Excerpts from point annotation data
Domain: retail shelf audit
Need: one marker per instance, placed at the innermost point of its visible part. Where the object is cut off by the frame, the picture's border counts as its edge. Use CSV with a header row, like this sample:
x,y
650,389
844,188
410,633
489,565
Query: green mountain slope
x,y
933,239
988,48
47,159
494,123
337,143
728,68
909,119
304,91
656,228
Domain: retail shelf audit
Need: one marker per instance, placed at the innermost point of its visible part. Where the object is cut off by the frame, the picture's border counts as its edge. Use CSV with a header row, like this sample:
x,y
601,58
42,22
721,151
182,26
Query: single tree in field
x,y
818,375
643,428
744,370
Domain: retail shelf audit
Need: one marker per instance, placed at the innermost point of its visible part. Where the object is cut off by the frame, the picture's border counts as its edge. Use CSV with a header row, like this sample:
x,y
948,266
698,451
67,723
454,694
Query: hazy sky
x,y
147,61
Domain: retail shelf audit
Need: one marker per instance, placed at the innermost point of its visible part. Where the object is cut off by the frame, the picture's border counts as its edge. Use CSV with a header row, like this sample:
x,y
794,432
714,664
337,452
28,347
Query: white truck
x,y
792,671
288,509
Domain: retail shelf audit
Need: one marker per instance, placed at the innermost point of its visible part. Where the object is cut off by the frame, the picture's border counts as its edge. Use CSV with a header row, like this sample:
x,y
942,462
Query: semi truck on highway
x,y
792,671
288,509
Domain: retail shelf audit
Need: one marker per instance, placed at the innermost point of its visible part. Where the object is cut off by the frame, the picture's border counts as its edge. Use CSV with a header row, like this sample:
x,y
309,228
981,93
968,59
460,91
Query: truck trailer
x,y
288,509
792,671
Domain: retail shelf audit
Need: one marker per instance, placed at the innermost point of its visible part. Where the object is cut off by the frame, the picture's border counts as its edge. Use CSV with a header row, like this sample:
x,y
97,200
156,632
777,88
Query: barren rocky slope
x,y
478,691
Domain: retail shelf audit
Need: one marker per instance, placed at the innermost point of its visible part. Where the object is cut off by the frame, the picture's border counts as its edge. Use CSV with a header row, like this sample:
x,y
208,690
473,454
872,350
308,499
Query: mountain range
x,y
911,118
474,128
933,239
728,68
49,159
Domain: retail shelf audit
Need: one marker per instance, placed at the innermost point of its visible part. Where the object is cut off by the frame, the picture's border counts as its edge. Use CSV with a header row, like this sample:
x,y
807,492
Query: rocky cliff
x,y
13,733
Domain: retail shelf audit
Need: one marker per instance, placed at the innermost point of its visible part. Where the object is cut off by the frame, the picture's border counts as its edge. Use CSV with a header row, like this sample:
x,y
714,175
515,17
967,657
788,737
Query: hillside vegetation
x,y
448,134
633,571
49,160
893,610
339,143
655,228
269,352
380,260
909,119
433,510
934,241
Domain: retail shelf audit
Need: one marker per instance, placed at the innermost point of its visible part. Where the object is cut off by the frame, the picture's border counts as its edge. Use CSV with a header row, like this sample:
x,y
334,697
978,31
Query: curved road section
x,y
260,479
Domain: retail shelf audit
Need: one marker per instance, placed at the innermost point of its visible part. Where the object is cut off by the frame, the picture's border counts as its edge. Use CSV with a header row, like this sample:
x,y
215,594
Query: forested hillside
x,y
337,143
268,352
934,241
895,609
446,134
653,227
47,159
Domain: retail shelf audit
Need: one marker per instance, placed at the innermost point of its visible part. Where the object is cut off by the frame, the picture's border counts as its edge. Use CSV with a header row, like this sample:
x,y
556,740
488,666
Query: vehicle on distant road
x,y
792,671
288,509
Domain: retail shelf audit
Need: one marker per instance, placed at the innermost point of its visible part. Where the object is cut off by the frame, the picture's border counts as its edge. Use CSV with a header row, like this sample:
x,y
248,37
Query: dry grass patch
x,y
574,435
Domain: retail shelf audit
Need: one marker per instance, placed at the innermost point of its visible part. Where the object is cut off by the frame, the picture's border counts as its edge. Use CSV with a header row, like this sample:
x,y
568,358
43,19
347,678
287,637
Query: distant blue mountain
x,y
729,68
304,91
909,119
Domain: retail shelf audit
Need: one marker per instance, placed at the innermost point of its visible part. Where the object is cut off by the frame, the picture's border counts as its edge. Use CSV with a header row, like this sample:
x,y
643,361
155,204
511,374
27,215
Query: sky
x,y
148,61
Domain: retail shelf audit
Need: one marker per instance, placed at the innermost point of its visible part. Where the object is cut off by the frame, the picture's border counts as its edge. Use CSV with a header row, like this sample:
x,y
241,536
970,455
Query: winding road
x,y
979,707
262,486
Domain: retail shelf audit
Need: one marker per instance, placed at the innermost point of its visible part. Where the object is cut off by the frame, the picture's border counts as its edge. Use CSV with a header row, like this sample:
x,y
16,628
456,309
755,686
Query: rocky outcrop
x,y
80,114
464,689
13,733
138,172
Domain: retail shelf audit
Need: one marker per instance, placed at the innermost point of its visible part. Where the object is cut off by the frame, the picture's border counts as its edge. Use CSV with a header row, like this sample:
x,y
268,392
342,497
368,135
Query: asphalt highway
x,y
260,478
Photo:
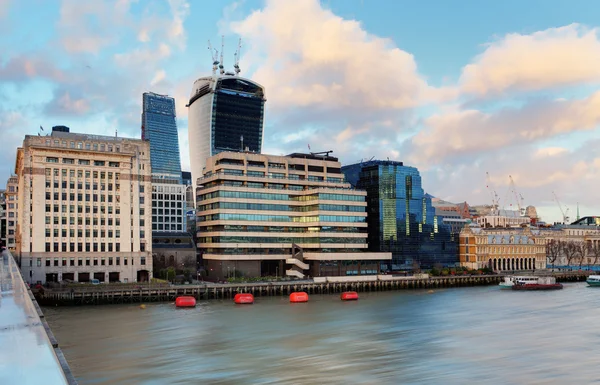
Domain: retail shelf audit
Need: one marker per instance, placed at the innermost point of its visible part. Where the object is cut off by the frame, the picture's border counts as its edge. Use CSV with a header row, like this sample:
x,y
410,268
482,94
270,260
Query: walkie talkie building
x,y
225,114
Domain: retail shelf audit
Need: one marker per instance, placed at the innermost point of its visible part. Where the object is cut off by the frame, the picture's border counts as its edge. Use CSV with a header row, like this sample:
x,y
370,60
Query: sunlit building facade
x,y
266,215
83,208
401,217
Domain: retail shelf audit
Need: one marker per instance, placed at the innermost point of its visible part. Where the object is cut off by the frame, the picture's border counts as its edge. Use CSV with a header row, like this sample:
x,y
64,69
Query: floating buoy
x,y
243,298
298,296
349,296
185,302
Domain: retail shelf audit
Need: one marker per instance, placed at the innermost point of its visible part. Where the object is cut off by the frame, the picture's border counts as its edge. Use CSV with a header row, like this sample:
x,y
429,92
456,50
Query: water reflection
x,y
449,336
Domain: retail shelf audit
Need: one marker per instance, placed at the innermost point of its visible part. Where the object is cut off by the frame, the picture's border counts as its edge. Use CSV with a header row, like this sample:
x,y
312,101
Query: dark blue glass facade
x,y
401,217
159,126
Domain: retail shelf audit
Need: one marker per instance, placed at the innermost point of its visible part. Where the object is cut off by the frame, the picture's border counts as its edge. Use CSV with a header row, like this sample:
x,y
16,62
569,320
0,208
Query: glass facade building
x,y
159,127
225,114
401,218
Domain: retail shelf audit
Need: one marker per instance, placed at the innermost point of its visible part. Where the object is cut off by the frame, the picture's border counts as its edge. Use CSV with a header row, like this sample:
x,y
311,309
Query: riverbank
x,y
145,293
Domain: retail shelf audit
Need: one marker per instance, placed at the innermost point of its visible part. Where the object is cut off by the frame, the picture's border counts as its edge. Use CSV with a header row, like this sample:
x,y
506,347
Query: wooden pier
x,y
144,293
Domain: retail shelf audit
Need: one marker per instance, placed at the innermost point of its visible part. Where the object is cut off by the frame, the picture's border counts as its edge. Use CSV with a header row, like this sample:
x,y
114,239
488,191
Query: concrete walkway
x,y
27,356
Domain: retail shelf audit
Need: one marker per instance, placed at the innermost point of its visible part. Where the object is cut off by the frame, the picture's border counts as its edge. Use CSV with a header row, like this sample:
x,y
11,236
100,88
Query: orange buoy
x,y
243,298
185,301
298,296
349,296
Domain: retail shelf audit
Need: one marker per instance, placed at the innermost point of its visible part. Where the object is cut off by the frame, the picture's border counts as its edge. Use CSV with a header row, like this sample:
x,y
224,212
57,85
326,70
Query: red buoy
x,y
243,298
298,296
185,302
349,296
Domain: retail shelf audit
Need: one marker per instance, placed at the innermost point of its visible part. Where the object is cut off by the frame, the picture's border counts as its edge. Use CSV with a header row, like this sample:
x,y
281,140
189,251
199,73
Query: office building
x,y
225,114
516,249
266,215
12,189
159,128
401,217
83,208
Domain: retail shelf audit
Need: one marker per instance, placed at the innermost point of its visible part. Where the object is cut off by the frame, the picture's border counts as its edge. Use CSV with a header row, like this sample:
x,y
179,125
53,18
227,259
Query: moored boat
x,y
542,283
593,280
509,281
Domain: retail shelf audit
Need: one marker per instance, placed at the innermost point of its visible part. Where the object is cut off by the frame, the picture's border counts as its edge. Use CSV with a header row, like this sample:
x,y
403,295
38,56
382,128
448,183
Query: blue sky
x,y
456,89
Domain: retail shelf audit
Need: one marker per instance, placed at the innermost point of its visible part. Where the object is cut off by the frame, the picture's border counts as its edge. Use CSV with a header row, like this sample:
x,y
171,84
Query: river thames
x,y
449,336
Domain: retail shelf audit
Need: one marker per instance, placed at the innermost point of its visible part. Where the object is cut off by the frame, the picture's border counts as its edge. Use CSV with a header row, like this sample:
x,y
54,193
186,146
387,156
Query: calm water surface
x,y
453,336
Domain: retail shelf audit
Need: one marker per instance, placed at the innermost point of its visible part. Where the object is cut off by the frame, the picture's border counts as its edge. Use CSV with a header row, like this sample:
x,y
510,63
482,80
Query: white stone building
x,y
83,208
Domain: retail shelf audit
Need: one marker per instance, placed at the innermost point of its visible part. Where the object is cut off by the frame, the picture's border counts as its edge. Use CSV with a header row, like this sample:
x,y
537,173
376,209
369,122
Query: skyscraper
x,y
168,193
225,114
401,218
159,126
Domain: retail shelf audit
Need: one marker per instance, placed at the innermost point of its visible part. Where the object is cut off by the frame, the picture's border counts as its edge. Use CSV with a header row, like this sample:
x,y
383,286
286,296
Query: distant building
x,y
267,215
81,208
401,217
12,205
502,250
225,114
159,127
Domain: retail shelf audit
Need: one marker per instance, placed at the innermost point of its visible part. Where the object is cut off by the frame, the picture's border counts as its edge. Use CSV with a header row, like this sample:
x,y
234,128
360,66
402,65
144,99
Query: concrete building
x,y
509,249
12,219
83,208
225,114
266,215
401,217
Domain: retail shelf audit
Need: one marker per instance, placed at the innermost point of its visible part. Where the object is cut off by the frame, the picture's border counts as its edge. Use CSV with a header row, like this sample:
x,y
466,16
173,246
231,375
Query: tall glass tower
x,y
159,126
225,114
401,218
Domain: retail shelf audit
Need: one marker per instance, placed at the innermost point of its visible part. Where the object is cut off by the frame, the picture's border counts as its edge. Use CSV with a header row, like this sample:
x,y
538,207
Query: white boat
x,y
509,281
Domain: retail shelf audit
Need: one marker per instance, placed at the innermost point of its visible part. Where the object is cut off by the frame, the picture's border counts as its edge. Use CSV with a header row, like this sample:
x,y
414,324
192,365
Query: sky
x,y
471,93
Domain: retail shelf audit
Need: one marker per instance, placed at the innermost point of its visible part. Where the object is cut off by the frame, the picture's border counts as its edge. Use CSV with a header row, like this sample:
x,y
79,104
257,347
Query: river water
x,y
451,336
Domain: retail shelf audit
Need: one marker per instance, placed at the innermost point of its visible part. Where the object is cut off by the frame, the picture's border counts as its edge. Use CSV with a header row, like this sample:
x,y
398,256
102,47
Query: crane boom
x,y
565,213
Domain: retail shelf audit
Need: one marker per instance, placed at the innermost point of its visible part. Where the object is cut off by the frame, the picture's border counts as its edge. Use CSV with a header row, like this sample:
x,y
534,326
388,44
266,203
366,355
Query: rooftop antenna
x,y
221,69
215,56
236,65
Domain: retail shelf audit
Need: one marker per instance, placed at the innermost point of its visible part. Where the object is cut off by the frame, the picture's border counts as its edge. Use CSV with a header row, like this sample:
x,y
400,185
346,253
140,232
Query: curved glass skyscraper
x,y
225,114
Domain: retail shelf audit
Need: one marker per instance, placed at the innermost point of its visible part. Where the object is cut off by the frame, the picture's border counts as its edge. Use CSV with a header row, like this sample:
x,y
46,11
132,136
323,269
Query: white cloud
x,y
563,56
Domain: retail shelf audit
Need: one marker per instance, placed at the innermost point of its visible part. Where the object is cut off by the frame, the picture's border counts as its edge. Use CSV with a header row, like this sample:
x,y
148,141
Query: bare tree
x,y
553,251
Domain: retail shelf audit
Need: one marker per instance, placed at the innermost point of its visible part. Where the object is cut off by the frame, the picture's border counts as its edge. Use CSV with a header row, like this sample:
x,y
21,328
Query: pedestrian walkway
x,y
26,354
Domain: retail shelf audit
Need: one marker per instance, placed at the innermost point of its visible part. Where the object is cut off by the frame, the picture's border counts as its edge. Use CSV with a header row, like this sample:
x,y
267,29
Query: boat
x,y
593,280
542,283
509,281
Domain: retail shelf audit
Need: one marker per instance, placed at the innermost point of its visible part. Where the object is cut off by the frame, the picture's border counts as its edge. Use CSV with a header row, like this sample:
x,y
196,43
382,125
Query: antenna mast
x,y
214,54
236,56
221,69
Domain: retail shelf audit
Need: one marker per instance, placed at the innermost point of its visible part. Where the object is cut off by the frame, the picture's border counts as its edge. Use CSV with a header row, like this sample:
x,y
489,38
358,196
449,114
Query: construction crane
x,y
518,197
565,213
215,56
495,199
236,64
221,68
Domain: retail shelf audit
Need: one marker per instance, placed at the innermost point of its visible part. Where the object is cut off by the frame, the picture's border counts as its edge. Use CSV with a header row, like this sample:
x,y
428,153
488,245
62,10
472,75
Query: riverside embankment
x,y
141,293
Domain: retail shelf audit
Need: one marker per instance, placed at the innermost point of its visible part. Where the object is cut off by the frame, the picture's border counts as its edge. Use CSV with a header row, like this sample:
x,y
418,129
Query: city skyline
x,y
454,92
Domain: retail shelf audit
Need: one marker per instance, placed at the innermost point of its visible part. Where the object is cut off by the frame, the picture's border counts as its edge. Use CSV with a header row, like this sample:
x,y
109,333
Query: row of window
x,y
72,247
280,197
56,233
82,145
275,207
80,173
280,239
281,218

Your goal> Report how many lines of the records above contain the string "road", with case counting. Give only the number.

Exercise answer> 3